* _Directions_
Please report the number of lines in the entries below that contain "woman", with nothing added.

──────── Data provided ────────

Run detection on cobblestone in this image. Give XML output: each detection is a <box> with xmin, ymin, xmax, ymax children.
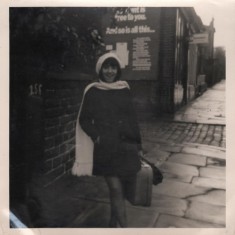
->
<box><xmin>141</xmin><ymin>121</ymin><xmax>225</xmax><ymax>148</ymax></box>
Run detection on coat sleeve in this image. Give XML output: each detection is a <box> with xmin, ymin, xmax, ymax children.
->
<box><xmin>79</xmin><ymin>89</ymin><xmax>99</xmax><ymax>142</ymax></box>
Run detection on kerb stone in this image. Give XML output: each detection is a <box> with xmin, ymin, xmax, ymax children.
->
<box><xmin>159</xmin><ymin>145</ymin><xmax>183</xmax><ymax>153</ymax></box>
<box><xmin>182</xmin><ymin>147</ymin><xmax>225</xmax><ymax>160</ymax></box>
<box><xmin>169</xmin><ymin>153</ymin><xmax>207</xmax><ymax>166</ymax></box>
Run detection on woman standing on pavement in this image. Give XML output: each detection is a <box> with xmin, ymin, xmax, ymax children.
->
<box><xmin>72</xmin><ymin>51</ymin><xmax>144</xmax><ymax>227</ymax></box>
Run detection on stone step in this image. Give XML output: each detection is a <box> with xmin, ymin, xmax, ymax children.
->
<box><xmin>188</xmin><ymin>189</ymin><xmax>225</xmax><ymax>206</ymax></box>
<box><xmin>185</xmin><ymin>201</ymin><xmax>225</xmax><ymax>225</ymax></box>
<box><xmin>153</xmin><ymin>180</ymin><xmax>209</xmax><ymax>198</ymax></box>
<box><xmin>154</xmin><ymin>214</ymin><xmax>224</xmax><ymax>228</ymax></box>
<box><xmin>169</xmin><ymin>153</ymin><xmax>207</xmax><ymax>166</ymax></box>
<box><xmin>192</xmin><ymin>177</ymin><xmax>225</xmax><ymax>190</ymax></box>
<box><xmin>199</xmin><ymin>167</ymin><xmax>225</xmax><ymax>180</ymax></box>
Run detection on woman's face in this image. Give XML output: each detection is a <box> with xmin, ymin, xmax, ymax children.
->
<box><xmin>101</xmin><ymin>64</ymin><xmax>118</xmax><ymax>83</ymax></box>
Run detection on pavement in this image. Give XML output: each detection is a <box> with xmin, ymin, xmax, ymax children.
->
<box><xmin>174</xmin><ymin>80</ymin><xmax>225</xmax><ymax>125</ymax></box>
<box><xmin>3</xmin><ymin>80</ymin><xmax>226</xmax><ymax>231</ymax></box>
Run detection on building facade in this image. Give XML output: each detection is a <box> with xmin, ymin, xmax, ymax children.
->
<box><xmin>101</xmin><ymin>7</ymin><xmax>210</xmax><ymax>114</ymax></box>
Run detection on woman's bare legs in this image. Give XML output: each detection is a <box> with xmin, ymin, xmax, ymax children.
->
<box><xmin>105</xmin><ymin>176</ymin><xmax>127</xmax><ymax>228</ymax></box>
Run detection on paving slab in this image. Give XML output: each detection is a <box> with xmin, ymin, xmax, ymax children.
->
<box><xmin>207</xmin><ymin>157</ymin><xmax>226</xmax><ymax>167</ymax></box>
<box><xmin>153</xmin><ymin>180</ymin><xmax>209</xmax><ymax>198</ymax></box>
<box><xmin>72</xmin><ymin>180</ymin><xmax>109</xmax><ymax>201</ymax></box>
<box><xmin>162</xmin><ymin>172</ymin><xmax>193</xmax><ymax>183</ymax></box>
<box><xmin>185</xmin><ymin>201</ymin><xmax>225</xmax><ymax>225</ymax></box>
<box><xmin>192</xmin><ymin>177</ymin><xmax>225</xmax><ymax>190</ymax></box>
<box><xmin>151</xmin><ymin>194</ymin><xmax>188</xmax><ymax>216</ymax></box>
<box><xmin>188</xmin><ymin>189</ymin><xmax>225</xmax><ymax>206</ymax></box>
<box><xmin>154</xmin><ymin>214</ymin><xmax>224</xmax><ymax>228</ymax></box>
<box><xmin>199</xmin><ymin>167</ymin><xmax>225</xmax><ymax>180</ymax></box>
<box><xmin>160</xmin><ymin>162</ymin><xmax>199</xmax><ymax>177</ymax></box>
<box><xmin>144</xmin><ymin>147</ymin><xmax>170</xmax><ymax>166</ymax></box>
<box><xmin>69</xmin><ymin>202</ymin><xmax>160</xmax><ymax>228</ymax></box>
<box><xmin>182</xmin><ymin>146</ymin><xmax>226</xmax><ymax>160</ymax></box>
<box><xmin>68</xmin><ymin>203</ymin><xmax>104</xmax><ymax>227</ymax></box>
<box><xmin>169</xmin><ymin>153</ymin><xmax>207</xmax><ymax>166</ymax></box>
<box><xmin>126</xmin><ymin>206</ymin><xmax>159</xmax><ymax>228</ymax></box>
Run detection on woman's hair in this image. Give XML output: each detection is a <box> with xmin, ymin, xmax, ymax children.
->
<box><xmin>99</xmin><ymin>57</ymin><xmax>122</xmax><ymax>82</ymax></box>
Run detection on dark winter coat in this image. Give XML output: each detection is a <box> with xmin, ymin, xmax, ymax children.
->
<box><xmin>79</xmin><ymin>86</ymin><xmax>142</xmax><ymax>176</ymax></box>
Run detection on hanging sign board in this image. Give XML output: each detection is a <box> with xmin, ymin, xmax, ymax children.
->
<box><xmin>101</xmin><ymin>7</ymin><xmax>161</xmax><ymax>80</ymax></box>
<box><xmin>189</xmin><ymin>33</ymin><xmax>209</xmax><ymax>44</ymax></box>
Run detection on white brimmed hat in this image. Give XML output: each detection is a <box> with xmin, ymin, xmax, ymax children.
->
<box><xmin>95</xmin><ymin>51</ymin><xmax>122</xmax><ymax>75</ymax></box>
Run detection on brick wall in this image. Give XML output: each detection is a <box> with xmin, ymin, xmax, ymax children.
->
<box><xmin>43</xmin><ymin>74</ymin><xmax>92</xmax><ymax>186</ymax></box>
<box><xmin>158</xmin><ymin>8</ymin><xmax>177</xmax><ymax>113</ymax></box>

────────

* _Completed task_
4